• _Set exercise 1_
Give every username that posts in the forum thread on crypt melt below, each listed once.

— Begin Source text —

# Crypt melt...what can I do to minimize damage?



## lakerat37 (Aug 4, 2005)

I had to move some of my potted Crypts from one tank to another using about 75% of the existing water from original tank. Now they are melting fast...is there anything I can do? The only real difference between the two tanks is the size (original is 90gal the new one is a grow out tank for young pseudotropheus 10gal), and the lack of CO2 injection. I used ECO-Complete in the pot and I use Florish with every water change. OK I just thought of one other difference: 35 watts vs 232watts of fluorescent light.

suggestions/advise...Thankx Lakerat


----------



## Sir_BlackhOle (Jan 25, 2004)

Just leave them alone. IME crypts will melt when moved from one tank to another with different parameters. If you leave them alone they almost always will sprout new leaves and grow back eventually.


----------



## lakerat37 (Aug 4, 2005)

OK, Should I go ahead a prue the entire plant since it will most likely melt completely anyway?

Thankx for the help! Ken


----------



## HeyPK (Jan 23, 2004)

Don't prune. you might cut off leaves that might not melt. Sometimes the newer leaves do not melt, and these leaves will aid in the recovery. Sometimes all the leaves melt and the plant will still recover because the rhizome stays alive.

— End Source text —
— Begin Provided records —

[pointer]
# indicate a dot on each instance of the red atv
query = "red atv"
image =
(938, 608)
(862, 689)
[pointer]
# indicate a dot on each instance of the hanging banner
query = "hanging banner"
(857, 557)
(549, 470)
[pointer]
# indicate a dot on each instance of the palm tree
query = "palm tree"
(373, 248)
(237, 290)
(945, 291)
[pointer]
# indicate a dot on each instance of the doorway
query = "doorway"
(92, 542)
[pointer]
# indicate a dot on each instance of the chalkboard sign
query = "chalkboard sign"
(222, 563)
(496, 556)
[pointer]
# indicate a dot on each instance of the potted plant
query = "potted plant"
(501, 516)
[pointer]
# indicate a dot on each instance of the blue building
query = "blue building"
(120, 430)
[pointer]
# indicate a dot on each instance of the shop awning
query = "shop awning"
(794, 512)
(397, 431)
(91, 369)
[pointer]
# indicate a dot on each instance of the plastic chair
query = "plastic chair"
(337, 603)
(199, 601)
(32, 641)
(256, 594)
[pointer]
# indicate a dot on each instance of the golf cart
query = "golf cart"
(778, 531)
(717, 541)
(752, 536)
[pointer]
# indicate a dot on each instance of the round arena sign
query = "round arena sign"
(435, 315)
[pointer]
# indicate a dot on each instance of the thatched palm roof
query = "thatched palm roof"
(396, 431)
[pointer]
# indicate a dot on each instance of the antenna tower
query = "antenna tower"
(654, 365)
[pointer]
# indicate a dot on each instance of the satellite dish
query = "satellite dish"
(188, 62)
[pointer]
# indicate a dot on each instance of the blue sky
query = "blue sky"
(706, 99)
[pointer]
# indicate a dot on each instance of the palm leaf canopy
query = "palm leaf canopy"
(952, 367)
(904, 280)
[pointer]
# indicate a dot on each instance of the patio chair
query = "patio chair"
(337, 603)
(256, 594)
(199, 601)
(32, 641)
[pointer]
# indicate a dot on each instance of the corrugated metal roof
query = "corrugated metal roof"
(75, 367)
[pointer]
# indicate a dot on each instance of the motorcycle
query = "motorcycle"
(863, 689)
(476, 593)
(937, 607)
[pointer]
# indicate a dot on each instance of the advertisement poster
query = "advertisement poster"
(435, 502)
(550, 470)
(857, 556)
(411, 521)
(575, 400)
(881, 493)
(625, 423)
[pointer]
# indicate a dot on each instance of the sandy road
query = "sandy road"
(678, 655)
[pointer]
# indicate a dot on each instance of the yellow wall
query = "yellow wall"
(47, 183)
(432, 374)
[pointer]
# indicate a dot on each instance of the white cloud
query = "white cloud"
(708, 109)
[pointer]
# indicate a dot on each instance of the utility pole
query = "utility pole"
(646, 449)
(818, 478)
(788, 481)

— End Provided records —

• _Set exercise 2_
From the rows above, select each line that contains the string "wall".

• _Task solution 1_
lakerat37
Sir_BlackhOle
HeyPK

• _Task solution 2_
# indicate a dot on each instance of the yellow wall
query = "yellow wall"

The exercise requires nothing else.